● Task instructions
Collect each line of the entries that holds the string "below".

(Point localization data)
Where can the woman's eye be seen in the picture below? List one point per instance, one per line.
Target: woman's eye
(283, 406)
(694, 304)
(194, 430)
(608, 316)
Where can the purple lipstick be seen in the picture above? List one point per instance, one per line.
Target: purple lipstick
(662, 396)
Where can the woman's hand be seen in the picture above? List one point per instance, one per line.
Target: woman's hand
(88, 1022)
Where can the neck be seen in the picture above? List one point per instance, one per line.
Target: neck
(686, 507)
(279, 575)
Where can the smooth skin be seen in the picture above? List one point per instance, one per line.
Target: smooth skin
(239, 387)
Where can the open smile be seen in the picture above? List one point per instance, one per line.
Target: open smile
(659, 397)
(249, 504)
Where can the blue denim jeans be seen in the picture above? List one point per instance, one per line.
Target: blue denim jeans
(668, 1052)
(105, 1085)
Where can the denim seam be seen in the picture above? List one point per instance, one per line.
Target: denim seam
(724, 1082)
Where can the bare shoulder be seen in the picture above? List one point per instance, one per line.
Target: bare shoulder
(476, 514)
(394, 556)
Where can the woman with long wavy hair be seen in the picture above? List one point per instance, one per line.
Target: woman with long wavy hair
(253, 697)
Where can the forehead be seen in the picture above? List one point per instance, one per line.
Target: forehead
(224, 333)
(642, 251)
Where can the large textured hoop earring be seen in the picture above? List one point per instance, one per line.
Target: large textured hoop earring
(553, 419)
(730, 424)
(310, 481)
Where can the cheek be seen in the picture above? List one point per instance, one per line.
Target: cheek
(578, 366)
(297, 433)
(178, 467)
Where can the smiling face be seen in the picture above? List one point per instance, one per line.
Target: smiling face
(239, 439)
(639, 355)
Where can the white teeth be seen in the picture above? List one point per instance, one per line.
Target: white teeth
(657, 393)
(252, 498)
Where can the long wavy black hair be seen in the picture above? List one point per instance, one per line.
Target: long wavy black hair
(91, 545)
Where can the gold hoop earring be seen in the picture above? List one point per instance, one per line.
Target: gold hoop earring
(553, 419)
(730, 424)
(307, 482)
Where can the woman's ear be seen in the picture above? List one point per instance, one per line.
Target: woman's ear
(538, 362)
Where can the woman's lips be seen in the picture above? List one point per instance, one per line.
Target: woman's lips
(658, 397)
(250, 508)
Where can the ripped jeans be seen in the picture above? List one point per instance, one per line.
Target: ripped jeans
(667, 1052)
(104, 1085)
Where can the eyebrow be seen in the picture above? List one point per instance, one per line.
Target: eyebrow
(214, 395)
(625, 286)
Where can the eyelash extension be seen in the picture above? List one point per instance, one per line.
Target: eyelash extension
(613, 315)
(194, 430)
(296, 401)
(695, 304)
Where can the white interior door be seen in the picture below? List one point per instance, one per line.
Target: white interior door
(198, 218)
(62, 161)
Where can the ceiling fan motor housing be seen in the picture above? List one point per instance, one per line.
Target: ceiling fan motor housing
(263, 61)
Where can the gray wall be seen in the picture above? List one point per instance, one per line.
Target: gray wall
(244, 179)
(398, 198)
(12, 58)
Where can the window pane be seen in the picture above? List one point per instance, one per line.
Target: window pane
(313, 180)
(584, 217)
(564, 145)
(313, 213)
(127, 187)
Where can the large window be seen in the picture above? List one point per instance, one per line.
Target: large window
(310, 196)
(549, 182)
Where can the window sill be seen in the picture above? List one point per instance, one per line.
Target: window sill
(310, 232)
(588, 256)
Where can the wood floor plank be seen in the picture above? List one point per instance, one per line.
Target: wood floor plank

● Expected answer
Where can the woman's eye be seen in the picture below? List one point per instance, one per line.
Where can the white interior door be seen in the picture below? List one point per instance, one per line.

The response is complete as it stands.